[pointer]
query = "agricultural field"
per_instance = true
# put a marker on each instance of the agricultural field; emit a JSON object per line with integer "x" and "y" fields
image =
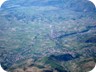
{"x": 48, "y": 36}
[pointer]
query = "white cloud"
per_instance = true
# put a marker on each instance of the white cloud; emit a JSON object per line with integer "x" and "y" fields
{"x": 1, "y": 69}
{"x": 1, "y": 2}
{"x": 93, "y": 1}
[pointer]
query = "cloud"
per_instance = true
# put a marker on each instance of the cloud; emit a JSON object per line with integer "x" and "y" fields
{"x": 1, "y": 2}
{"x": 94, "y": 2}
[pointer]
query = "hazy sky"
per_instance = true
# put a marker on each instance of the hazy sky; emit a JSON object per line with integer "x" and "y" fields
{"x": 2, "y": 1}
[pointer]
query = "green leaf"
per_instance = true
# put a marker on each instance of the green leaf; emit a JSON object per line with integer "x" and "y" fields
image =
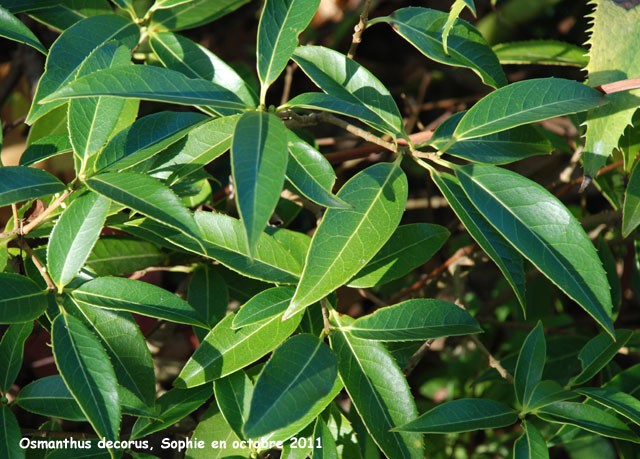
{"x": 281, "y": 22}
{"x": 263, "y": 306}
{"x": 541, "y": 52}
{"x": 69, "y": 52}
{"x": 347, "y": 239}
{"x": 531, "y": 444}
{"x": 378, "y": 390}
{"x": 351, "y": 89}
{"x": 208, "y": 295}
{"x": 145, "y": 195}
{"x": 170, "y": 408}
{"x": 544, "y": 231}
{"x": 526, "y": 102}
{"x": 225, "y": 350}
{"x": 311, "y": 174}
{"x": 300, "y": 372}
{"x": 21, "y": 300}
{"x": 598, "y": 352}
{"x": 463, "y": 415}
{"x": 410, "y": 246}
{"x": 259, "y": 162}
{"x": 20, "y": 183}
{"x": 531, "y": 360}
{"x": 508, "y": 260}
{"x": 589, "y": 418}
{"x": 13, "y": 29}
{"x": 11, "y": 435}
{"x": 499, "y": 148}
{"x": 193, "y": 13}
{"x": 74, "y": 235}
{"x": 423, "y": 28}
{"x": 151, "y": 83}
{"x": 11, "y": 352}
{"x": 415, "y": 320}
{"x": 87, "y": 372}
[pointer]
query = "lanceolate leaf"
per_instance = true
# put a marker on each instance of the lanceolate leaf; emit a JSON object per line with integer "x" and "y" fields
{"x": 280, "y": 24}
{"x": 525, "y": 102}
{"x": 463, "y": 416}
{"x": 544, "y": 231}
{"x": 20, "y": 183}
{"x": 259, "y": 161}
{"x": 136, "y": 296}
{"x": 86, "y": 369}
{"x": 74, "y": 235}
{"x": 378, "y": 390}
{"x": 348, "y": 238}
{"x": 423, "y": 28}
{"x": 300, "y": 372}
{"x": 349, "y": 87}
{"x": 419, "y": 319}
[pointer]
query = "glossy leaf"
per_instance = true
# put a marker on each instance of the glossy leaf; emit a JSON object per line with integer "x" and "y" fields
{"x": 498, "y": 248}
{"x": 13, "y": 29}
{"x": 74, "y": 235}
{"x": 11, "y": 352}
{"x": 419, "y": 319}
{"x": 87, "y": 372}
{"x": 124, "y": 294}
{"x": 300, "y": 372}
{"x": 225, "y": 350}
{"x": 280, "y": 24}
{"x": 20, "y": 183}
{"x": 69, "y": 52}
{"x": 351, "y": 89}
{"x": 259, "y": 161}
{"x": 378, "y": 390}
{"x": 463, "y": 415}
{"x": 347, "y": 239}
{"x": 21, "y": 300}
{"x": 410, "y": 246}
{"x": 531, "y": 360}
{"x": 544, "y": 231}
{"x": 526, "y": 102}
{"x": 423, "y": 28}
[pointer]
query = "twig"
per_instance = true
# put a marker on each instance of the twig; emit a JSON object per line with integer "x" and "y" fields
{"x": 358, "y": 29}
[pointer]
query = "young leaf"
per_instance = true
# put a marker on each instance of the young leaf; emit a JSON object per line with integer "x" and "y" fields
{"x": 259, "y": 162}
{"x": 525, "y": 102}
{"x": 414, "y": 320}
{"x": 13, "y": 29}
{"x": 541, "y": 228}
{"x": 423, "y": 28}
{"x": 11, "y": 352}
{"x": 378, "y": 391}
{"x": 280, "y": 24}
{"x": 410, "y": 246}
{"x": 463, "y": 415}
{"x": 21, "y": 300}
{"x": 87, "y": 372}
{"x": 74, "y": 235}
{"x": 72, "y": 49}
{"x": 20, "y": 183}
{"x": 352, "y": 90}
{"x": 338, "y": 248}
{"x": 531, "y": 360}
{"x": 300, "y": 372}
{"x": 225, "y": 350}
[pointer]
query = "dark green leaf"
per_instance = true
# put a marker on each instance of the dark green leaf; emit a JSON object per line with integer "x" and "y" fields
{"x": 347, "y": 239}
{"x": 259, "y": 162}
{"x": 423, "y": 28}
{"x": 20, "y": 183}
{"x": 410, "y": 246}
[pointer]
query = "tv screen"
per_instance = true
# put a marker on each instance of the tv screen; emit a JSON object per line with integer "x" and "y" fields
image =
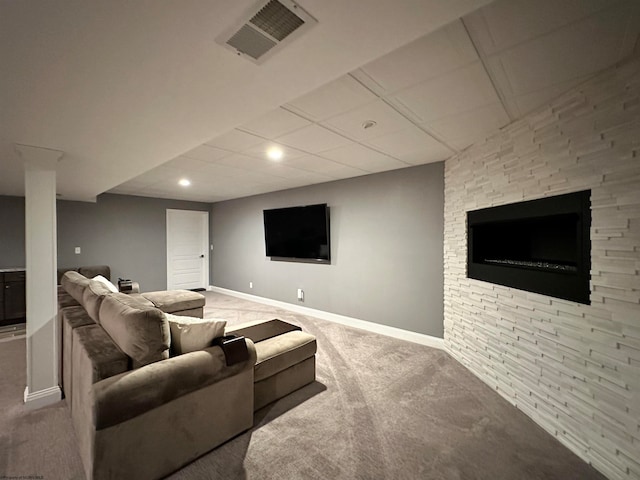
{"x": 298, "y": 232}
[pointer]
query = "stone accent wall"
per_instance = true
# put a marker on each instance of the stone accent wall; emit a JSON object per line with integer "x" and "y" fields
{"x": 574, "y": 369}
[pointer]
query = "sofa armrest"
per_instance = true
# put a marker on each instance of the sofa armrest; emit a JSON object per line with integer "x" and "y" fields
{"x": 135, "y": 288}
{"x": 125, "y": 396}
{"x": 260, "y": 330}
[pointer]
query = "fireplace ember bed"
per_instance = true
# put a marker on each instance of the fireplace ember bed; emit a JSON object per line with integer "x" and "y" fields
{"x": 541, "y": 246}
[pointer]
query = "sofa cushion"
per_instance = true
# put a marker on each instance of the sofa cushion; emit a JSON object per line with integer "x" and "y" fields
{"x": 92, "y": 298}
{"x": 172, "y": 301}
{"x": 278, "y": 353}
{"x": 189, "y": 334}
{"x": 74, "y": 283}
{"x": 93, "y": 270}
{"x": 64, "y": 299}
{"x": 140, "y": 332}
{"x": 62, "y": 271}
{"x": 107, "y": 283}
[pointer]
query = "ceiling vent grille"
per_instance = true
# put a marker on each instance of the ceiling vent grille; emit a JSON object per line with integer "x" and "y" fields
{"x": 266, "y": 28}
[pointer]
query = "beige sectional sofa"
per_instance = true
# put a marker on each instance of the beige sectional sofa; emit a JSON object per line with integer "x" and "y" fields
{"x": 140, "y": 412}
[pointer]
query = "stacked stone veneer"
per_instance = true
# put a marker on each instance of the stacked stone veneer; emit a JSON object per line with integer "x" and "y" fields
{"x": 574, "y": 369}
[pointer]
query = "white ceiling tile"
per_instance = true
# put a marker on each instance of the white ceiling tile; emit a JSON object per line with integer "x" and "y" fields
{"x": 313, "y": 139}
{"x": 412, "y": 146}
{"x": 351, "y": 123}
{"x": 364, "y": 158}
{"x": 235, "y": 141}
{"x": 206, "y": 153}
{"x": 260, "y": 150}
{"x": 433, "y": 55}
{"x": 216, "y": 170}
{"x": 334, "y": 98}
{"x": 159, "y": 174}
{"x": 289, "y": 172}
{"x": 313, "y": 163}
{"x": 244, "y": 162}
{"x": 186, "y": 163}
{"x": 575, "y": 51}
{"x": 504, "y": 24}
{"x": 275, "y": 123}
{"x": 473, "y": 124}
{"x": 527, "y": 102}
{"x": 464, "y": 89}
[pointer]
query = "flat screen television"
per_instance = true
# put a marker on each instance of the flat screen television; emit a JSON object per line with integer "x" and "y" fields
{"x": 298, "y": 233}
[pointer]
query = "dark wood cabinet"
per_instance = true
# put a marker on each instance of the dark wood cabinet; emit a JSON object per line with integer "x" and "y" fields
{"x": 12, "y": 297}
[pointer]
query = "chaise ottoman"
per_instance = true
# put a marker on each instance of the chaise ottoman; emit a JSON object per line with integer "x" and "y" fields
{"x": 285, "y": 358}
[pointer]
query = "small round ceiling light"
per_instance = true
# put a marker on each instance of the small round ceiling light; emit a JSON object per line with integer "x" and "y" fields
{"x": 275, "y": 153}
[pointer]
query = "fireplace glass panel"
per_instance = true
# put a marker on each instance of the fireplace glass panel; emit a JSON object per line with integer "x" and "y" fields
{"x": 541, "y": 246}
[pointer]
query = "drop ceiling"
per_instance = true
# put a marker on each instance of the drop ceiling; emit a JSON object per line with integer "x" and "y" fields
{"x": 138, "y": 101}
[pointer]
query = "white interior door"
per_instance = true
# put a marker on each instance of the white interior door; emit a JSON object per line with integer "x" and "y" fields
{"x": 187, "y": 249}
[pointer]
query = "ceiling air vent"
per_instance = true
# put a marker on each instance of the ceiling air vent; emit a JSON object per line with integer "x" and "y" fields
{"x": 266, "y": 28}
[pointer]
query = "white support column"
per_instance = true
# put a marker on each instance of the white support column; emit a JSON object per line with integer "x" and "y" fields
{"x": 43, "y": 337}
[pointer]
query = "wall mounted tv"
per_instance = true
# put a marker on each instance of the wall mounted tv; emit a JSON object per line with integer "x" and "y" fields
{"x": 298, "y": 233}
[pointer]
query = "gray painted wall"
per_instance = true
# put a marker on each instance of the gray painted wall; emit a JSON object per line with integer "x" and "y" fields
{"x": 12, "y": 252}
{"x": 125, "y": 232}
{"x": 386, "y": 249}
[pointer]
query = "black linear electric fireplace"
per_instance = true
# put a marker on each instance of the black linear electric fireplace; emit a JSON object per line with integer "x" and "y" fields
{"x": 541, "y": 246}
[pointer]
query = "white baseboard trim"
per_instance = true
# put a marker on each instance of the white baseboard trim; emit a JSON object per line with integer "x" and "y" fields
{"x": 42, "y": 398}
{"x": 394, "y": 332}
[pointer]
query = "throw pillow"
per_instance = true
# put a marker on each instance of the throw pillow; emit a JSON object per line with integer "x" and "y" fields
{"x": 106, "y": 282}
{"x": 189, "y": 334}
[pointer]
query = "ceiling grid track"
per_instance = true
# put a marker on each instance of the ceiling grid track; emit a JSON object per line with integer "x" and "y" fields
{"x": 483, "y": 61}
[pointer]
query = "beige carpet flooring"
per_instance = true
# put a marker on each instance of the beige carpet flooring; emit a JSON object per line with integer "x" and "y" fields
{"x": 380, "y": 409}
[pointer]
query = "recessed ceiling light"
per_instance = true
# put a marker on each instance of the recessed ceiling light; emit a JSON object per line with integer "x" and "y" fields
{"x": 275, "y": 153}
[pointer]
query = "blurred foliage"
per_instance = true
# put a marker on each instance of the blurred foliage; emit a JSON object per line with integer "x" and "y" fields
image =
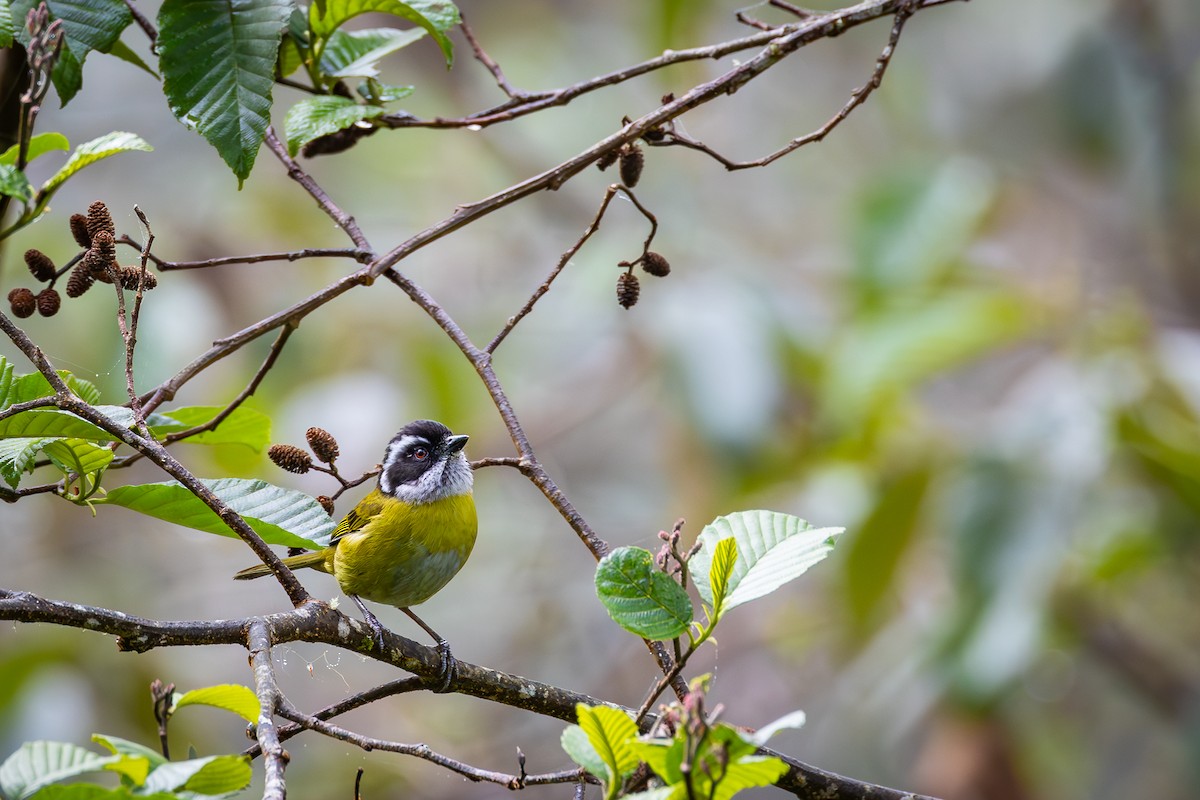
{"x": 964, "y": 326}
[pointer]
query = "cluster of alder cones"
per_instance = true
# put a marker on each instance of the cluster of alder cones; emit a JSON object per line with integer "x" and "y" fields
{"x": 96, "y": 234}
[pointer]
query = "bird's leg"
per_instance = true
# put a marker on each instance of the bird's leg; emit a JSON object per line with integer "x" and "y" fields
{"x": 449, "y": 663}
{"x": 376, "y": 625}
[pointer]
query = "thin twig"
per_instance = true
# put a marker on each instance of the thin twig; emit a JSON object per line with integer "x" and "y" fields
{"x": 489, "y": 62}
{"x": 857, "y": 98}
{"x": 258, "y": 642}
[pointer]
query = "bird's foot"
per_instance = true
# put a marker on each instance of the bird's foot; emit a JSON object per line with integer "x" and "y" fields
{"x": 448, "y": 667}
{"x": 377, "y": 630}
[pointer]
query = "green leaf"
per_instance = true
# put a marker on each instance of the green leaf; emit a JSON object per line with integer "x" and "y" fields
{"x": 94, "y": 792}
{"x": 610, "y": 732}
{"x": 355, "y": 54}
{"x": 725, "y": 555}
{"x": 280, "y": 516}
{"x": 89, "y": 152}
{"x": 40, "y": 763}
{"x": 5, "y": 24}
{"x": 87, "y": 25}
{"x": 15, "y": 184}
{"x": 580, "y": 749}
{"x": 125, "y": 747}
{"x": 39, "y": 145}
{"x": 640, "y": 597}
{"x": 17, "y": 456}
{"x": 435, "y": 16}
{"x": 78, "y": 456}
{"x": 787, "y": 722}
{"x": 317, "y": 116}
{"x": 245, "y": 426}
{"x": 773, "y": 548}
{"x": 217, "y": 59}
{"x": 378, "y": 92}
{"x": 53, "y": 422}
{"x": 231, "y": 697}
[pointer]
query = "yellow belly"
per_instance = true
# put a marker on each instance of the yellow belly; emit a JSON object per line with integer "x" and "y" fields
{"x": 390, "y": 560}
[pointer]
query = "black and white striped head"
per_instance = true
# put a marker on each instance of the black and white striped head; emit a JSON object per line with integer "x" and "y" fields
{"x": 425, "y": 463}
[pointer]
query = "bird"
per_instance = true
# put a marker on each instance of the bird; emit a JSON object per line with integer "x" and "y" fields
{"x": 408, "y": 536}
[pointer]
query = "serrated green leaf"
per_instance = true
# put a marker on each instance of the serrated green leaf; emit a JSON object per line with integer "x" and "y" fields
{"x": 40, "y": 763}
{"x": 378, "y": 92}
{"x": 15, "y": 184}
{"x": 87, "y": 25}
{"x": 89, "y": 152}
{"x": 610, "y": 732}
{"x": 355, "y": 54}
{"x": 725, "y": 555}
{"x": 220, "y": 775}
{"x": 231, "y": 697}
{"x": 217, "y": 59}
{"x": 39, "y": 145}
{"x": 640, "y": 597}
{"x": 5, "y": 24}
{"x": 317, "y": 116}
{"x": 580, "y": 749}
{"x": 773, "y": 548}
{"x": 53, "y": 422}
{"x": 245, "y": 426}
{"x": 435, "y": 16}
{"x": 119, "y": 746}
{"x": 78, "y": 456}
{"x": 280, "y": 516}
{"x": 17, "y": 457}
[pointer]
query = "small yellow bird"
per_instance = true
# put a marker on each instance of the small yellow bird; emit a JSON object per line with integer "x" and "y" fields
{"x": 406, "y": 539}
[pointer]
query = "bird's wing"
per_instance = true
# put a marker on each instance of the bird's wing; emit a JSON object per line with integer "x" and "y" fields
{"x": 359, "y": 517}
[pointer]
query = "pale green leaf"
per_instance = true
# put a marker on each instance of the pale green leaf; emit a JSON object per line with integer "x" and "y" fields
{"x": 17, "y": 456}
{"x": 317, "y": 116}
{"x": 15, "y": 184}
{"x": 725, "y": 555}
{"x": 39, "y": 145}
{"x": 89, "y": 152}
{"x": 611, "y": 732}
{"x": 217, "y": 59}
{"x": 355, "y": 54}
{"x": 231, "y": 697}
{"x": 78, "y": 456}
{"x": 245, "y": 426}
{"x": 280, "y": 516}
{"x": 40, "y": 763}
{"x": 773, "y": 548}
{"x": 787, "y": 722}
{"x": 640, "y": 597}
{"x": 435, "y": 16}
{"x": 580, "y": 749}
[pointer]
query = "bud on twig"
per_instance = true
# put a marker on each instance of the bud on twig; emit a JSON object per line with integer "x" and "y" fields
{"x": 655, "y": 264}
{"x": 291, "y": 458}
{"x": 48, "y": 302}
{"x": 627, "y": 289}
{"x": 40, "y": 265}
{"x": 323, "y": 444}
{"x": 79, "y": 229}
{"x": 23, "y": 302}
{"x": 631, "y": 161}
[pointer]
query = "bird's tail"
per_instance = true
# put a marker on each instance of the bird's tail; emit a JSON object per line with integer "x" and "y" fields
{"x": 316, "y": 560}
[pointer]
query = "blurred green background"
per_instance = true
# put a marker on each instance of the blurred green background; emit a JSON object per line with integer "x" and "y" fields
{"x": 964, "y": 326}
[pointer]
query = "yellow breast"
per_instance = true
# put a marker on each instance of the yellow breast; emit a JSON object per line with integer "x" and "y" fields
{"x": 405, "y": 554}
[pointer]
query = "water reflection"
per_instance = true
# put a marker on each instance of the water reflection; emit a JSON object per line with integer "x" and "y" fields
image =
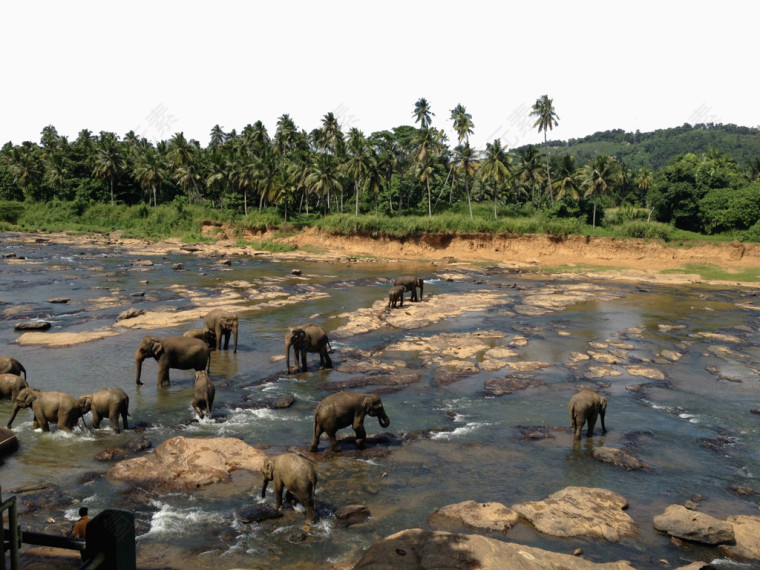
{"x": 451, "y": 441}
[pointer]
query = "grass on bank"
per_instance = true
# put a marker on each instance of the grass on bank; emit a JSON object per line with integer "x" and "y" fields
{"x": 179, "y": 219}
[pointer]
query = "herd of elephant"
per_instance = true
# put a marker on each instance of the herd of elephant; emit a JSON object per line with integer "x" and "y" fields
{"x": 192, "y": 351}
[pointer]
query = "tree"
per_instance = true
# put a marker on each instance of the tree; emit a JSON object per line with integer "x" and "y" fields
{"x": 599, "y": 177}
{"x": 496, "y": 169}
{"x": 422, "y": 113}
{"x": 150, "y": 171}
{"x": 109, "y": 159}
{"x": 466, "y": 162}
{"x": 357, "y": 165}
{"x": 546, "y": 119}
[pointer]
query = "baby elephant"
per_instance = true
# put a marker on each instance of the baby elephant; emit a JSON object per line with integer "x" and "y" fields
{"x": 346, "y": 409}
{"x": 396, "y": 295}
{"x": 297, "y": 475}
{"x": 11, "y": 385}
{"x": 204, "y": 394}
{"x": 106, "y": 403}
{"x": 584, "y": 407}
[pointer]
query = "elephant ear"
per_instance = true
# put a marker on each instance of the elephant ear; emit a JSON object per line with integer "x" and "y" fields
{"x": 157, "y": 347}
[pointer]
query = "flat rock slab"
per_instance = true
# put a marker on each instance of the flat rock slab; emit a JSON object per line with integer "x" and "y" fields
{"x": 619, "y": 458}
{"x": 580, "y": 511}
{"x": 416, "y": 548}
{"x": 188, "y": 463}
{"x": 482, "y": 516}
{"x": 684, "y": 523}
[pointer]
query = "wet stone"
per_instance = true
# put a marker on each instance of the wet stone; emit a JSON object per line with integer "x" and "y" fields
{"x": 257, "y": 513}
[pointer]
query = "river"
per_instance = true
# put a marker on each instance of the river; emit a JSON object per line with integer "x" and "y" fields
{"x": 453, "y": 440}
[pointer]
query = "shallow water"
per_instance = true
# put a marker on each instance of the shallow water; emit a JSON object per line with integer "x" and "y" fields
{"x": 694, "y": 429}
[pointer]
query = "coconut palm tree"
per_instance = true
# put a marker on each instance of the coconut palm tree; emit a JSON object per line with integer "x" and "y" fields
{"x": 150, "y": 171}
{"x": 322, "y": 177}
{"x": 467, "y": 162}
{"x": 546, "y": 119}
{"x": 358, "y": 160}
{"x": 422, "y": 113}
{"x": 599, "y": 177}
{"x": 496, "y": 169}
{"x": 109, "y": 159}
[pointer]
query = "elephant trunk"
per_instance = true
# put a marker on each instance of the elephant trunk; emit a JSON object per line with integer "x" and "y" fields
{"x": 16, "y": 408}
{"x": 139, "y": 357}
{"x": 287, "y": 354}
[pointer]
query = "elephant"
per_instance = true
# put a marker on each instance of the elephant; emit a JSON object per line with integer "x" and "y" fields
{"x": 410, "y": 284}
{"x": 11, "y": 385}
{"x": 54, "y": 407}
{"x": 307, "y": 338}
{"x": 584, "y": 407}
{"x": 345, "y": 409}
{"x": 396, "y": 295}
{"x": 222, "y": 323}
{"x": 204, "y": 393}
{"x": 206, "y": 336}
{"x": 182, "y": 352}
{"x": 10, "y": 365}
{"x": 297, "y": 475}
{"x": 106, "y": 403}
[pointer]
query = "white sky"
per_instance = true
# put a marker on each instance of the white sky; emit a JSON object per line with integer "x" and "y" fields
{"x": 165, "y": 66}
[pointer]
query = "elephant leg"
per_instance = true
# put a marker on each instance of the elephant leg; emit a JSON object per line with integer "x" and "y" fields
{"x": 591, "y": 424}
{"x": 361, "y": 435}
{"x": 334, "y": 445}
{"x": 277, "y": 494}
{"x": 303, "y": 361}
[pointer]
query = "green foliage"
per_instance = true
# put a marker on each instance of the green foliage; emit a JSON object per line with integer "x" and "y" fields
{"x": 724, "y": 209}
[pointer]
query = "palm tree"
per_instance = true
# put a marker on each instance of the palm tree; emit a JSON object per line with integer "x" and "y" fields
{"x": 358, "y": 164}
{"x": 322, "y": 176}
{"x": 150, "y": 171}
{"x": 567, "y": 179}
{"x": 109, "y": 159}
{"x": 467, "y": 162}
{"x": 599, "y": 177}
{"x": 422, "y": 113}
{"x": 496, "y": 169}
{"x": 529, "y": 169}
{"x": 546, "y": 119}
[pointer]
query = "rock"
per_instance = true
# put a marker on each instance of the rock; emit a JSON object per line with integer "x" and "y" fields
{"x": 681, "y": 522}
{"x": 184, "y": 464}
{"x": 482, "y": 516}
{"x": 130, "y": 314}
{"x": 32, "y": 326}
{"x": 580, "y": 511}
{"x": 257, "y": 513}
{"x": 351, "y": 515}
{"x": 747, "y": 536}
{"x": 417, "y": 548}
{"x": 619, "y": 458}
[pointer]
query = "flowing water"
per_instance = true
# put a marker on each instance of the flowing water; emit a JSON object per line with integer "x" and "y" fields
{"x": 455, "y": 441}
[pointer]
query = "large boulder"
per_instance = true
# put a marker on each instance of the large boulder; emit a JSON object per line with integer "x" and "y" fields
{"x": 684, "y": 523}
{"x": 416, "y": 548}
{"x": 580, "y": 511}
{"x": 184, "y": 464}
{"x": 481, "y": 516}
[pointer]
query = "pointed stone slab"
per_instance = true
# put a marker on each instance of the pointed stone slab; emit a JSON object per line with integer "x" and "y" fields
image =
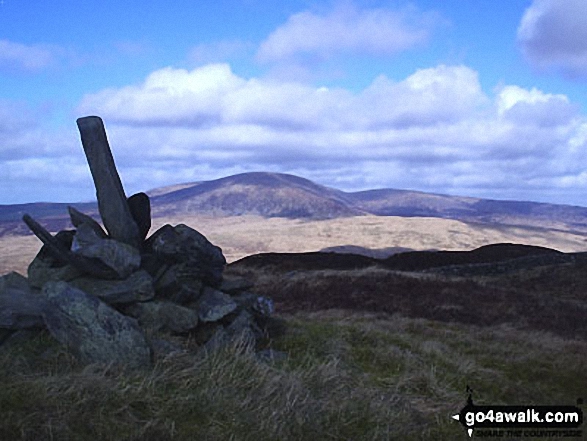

—————

# ACTIVITY
Find the lines in the data that include "agricultural", then copy each of them.

# OUTPUT OF THE TASK
query = "agricultural field"
# put a marker on each instance of the agricultural field; emit a JSON object per line with integer "x" and "y" fields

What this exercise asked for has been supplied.